EXTRACTED TEXT:
┌────────
We're now focusing on the broader vision. We're highlighting that we're at the forefront of what we believe to be the future of medicine. 

We’re painting a picture of how medicine will transform over the next decade — and that this is an opportunity to be a part of it. 

As folks like Bryan Johnson, Peter Attia, and Andrew Huberman become more prominent, they’re helping to raise awareness in the same space we’re building.

What did you do to drive urgency among investors and close the round?

Run a super tight process. Don’t extend the fundraising period unnecessarily. Have a well-prepared list of potential investors ready beforehand. 

Spend a solid few months prepping for the process, identifying the investors to reach out to — and who could introduce these investors to you.

Kick off the raise on a specific day or over a couple of days, simultaneously reaching out to all targeted investors to create a sense of urgency — try to get it done as quickly as possible.

A tight process creates momentum. VCs have competing priorities across different deals and are more likely to make a decision when they feel this momentum. 

If you’re getting interest make it clear to investors that there is limited allocation — and that it’s filling up quickly.

Momentum helps maintain control of the process and ensures it moves efficiently. It’s crucial to guide the process on your side. 

Investors need to see that you are organized and have a clear plan. This builds confidence and shows that you respect their time and are serious about your fundraising goals.

What was the biggest challenge that came up during fundraising?

One of the biggest challenges was pitching in a virtual setting. Zoom meetings make everything feel very transactional. If possible I highly recommend moving to in-person meetings. 

Spending a week or two in a city like New York to meet potential investors in person can make a huge difference — the in-person experience is far more natural and impactful.

The challenge with virtual meetings is that a 30-minute Zoom call can feel unnatural and impersonal — especially for someone who prefers face-to-face interactions.

Reflection

What’s one piece of fundraising advice you’d give other founders?
└────────
PROBLEMS AND TASKS:
a) Answer these questions about the fundraising interview:
(i) Which three people are named as raising awareness in the same space?
(ii) How long does the interview say to spend preparing for the fundraising process?
(iii) Which city is suggested for spending a week or two meeting potential investors in person?
b) Continue the fundraising interview from its final question.
None of the data is needed.

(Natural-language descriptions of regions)
┌────────
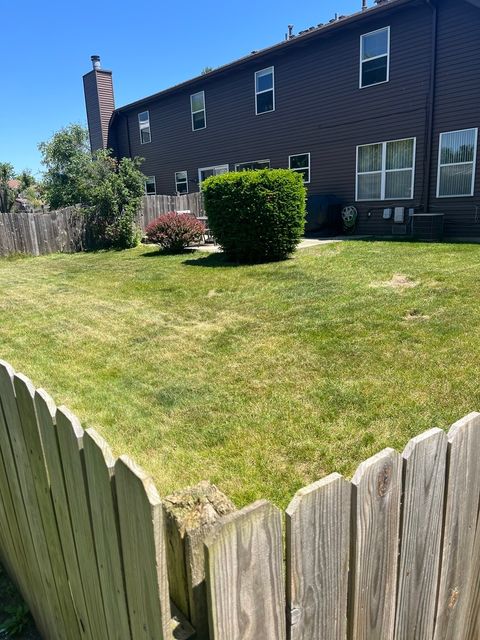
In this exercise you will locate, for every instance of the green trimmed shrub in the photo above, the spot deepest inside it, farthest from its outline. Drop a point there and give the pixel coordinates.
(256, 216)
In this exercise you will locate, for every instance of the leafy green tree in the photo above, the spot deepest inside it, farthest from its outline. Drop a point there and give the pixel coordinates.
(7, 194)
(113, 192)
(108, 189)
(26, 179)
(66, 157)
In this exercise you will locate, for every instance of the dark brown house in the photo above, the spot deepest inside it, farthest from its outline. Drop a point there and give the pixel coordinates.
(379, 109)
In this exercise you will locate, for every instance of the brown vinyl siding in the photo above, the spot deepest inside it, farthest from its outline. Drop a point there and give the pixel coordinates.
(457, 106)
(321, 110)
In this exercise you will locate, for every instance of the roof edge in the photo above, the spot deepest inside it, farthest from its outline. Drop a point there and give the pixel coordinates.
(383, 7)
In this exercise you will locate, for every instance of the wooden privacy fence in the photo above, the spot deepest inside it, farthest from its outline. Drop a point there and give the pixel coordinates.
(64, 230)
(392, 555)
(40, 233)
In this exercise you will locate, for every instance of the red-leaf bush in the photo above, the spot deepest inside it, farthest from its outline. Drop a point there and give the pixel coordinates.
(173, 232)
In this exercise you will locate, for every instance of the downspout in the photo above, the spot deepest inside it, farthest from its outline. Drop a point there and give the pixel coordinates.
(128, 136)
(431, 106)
└────────
RESULTS FOR THE EXERCISE:
a)
(i) Bryan Johnson, Peter Attia, and Andrew Huberman
(ii) A solid few months
(iii) New York

b)
Having a well-planned process is so important — spend the time upfront building relationships.

Connect with as many people as possible. I heard an interesting piece of advice: "Ask for money, get feedback. Ask for feedback, get money." Doing this in-person especially helps.

In fundraising it’s really important to communicate a compelling story — I’ve noticed that investors in different regions often have different focuses. 

Investors in New York are more numbers-driven — whereas in San Francisco, they're more story-driven.

As you're having these conversations, identify what each investor looks for — doing upfront research is always helpful. 

You can do this by looking at their website or talking to founders they've invested in.

A quick way to gauge an investor's focus is during the initial part of the call. There's usually an introduction where they talk about themselves and the fund. 

I take this opportunity to ask a few questions about their fund or thesis, which helps me understand what they're looking for.

Based on what they say, I tweak my pitch accordingly. If they mention an interest in personalized healthcare, I'll emphasize that aspect. 

If they are traditional healthcare investors, I'll highlight how we plan to eventually integrate into healthcare systems. 

This approach allows me to tailor the pitch in real-time, making it more relevant to their interests.

Who’s an investor you’d recommend other founders work with?

Ash Rust from Sterling Road! He's a rockstar and one of our angels. He’s very tactical, honest, and experienced as a founder-turned-investor. 

If anyone wants to chat with him, I'd be more than happy to make introductions.

Are there any resources you’d recommend to other founders?

In terms of tech, we've been using tools like Notion and Google Sheets — nothing too special. 

Speaking to other founders has also been super helpful. Learning from people who have successfully raised Series A or Series B rounds provides insights that are hard to find elsewhere. 

Building these connections and learning from their experiences has been one of the best ways to navigate fundraising for us.